Document section
* * * * * * * * *
Does a spider follow links on a 404 page?

I have been reading an article by Lisa Barone (bruceclay.com) on nice 404 pages. This interested me as I have only just got around to improving my own 404 page.

I agree with the concept of the article - a nice 404 page is your last chance to save a lost visitor. Nothing is less attractive than a default browser page saying the page does not exist.

Lisa suggests the following items are the most important...
  • An apology for the error (even if it user error)
  • A prominent search box
  • A link to your site map
  • A link to your home page
  • Links to the other main areas of your site


I'd agree with all of that, even though I'm missing some of these. Some other things I consider important are...
  • Some branding - at least a logo
  • A minimum of images - the last thing you want is something on your 404 page raising a 404 error
  • Some basic styling - Times new roman font with blue / purple links screams of laziness
  • The words 404 prominently on the page. Geeks like to know when they have hit a 404.


It should also be said that a 301 should be used instead of a 404 when a page has moved. Users don't care or need to know about a page moving if they can be redirected to the new location automatically.

Some interesting points

A couple of things in the article bothered me. Firstly, Lisa suggests that search engines follow links on 404 pages.
* * * * * * * * *
Set problem a
Please transcribe the 404 page post starting with "I agree with" and going on through "it user error)".
The 404 page post and the listing are separate, unrelated material.
* * * * * * * * *
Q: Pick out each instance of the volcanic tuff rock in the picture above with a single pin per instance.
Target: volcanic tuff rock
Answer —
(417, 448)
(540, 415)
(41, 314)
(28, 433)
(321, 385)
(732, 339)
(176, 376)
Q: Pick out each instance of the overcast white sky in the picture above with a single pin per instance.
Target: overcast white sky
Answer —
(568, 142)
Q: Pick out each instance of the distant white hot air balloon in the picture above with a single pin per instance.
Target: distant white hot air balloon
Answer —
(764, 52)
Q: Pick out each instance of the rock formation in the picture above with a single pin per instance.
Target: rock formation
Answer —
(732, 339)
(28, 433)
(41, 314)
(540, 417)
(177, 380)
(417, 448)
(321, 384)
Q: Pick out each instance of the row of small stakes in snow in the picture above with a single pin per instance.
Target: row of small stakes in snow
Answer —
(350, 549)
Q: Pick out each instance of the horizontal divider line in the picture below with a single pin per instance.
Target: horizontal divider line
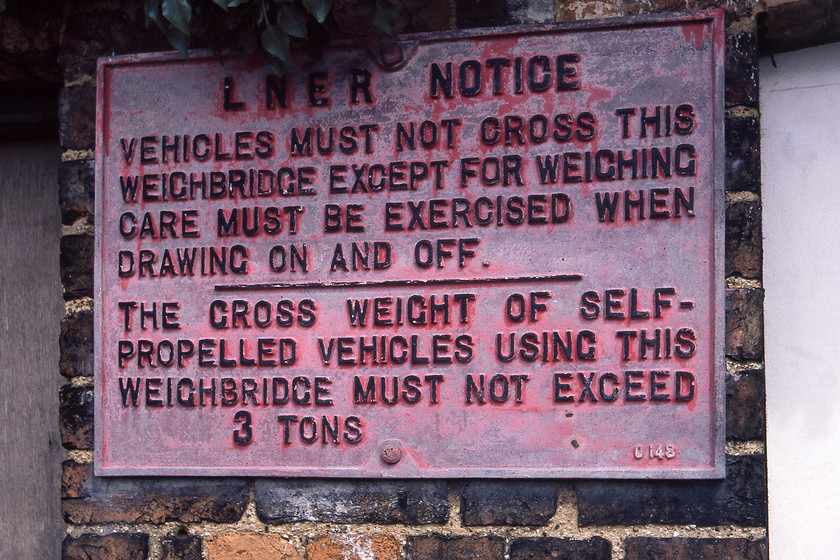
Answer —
(413, 282)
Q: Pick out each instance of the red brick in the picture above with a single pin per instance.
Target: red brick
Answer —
(352, 547)
(251, 546)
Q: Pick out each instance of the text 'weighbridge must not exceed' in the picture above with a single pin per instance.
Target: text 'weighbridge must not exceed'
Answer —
(462, 254)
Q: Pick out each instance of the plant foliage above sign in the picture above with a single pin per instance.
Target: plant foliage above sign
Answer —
(270, 25)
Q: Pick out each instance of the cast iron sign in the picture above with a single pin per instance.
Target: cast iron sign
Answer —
(484, 253)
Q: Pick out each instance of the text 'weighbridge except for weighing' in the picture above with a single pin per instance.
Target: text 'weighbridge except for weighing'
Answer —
(477, 254)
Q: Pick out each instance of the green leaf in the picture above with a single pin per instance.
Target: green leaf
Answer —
(385, 17)
(150, 9)
(248, 40)
(178, 13)
(180, 41)
(277, 66)
(292, 20)
(318, 8)
(276, 43)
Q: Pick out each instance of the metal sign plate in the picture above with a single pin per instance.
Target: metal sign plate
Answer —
(490, 253)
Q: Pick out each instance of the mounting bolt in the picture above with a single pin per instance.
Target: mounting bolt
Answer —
(391, 454)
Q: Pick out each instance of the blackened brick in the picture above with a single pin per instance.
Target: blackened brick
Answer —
(76, 344)
(740, 499)
(741, 69)
(436, 547)
(644, 548)
(76, 261)
(745, 324)
(743, 162)
(76, 417)
(77, 117)
(509, 502)
(480, 13)
(743, 239)
(93, 499)
(76, 186)
(551, 548)
(180, 548)
(116, 546)
(341, 501)
(745, 405)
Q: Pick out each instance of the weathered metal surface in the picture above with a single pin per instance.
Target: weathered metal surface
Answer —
(497, 254)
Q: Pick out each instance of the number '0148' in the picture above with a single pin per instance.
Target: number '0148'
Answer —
(655, 451)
* * * * * * * * *
Set problem b
State how many lines of the listing contain the word "weathered", giving only the number.

Answer a
I agree with the concept of the article - a nice 404 page is your last chance to save a lost visitor. Nothing is less attractive than a default browser page saying the page does not exist.

Lisa suggests the following items are the most important...
  • An apology for the error (even if it user error)

Answer b
2